━━ Excerpted data
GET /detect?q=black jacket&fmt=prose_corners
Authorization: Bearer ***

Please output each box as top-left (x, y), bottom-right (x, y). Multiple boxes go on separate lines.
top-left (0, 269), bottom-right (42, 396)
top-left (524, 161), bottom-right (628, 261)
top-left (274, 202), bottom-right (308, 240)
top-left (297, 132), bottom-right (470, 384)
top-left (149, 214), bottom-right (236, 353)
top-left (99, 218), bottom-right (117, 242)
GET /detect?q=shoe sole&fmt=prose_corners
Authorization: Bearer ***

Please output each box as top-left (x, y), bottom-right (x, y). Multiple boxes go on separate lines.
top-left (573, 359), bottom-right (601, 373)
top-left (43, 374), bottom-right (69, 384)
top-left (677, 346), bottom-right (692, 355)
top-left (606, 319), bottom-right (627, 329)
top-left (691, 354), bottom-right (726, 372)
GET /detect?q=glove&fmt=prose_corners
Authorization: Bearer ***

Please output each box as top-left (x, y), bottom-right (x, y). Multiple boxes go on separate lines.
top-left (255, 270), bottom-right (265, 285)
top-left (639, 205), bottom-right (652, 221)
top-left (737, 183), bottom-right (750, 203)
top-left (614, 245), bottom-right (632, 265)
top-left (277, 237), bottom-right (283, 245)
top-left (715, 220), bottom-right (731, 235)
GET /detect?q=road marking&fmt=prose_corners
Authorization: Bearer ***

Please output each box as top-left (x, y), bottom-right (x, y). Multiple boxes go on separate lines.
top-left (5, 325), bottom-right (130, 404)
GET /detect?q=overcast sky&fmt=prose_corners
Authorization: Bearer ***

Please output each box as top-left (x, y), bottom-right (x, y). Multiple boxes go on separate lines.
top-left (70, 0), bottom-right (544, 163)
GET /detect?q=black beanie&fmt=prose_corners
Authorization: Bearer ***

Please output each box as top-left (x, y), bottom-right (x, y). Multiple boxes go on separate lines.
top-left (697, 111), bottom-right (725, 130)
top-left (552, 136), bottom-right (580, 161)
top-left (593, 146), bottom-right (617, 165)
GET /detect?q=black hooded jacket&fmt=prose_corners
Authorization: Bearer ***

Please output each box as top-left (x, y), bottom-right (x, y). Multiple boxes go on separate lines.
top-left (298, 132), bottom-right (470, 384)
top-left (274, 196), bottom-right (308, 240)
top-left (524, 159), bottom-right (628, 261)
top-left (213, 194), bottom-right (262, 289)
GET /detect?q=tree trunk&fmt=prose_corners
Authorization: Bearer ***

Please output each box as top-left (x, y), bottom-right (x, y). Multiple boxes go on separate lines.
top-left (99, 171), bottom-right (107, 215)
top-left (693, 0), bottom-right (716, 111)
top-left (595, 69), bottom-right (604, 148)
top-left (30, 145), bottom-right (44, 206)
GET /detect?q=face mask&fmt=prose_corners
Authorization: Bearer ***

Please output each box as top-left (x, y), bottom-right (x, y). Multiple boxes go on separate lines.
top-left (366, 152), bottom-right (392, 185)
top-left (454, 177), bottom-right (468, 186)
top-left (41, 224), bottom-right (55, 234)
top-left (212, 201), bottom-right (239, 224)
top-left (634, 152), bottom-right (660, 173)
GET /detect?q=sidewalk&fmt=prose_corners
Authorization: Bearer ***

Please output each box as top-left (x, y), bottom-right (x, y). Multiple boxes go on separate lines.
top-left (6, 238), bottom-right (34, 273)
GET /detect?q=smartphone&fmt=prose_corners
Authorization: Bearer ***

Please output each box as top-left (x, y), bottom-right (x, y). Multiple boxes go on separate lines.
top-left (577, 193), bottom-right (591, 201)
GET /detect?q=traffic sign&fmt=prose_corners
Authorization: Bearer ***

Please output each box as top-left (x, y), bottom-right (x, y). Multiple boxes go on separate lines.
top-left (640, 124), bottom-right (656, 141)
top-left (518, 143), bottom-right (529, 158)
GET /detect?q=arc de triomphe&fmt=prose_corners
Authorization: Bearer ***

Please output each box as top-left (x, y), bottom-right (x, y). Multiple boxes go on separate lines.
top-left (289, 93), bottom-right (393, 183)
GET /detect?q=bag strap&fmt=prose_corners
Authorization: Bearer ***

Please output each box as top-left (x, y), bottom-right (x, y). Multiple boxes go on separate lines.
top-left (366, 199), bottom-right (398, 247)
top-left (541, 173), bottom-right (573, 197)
━━━━
## Exercise
Locate and copy each line in the data above that includes the word "black".

## Answer section
GET /detect?q=black jacket&fmt=prose_corners
GET /detect?q=black beanie&fmt=prose_corners
GET /detect?q=black hooded jacket&fmt=prose_corners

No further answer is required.